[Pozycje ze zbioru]
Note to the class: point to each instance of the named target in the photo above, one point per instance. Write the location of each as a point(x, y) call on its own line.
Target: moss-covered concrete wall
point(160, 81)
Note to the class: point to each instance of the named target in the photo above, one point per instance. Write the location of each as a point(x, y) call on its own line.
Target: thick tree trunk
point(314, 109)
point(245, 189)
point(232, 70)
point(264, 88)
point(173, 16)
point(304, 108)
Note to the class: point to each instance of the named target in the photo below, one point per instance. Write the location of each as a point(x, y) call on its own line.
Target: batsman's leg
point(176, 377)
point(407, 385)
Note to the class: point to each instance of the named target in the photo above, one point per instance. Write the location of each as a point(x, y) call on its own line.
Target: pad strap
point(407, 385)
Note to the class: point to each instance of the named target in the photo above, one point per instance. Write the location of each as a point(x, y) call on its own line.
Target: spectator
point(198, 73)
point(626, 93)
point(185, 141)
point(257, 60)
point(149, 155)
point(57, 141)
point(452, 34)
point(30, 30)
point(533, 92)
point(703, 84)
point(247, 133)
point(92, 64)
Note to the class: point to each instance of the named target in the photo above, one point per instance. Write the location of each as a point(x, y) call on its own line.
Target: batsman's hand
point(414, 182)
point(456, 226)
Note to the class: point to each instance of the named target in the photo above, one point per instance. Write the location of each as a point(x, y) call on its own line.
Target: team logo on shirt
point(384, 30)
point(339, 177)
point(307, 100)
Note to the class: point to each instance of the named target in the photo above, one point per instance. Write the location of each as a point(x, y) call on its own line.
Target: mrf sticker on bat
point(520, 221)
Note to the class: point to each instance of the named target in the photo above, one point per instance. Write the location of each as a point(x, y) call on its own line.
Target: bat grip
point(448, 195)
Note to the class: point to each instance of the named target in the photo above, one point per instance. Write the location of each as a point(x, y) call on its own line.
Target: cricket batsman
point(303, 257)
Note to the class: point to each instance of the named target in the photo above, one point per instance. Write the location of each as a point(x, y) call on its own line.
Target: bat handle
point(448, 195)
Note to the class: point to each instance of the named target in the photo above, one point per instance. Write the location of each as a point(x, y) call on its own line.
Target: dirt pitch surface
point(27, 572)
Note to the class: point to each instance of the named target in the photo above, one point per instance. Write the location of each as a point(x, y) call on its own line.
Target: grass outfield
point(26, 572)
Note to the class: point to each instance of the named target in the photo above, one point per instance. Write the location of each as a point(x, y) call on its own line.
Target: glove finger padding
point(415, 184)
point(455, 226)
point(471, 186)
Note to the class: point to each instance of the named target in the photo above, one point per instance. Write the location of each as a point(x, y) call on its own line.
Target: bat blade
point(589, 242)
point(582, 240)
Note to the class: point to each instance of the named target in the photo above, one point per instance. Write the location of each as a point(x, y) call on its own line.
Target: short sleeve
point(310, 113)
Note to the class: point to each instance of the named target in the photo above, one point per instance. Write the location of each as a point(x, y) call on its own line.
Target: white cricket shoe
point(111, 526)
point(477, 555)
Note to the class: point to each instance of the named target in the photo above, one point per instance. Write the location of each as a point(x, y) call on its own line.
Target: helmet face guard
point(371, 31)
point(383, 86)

### Otrzymane polecenie
Sformatuj jako tabelę Markdown linie pozycji powyżej, od pierwszej linii do linii zawierającej "point(456, 226)" włącznie, z kolumnami „Nr” (numer wiersza) i „Linia” (treść linii). Puste linie pomiń.

### Pełna odpowiedź
| Nr | Linia |
|---|---|
| 1 | Note to the class: point to each instance of the named target in the photo above, one point per instance. Write the location of each as a point(x, y) call on its own line. |
| 2 | Target: moss-covered concrete wall |
| 3 | point(160, 81) |
| 4 | Note to the class: point to each instance of the named target in the photo above, one point per instance. Write the location of each as a point(x, y) call on its own line. |
| 5 | Target: thick tree trunk |
| 6 | point(314, 109) |
| 7 | point(245, 189) |
| 8 | point(232, 70) |
| 9 | point(264, 88) |
| 10 | point(173, 16) |
| 11 | point(304, 108) |
| 12 | Note to the class: point to each instance of the named target in the photo below, one point per instance. Write the location of each as a point(x, y) call on its own line. |
| 13 | Target: batsman's leg |
| 14 | point(176, 377) |
| 15 | point(407, 385) |
| 16 | Note to the class: point to each instance of the named target in the photo above, one point per instance. Write the location of each as a point(x, y) call on its own line. |
| 17 | Target: pad strap |
| 18 | point(407, 385) |
| 19 | Note to the class: point to each instance of the named target in the photo above, one point per instance. Write the location of each as a point(x, y) call on its own line. |
| 20 | Target: spectator |
| 21 | point(198, 73) |
| 22 | point(626, 93) |
| 23 | point(185, 141) |
| 24 | point(257, 60) |
| 25 | point(149, 155) |
| 26 | point(57, 141) |
| 27 | point(452, 34) |
| 28 | point(30, 30) |
| 29 | point(533, 92) |
| 30 | point(703, 84) |
| 31 | point(247, 133) |
| 32 | point(92, 64) |
| 33 | Note to the class: point to each instance of the named target in the photo above, one point per instance. Write the location of each as a point(x, y) call on its own line. |
| 34 | Target: batsman's hand |
| 35 | point(414, 182) |
| 36 | point(456, 226) |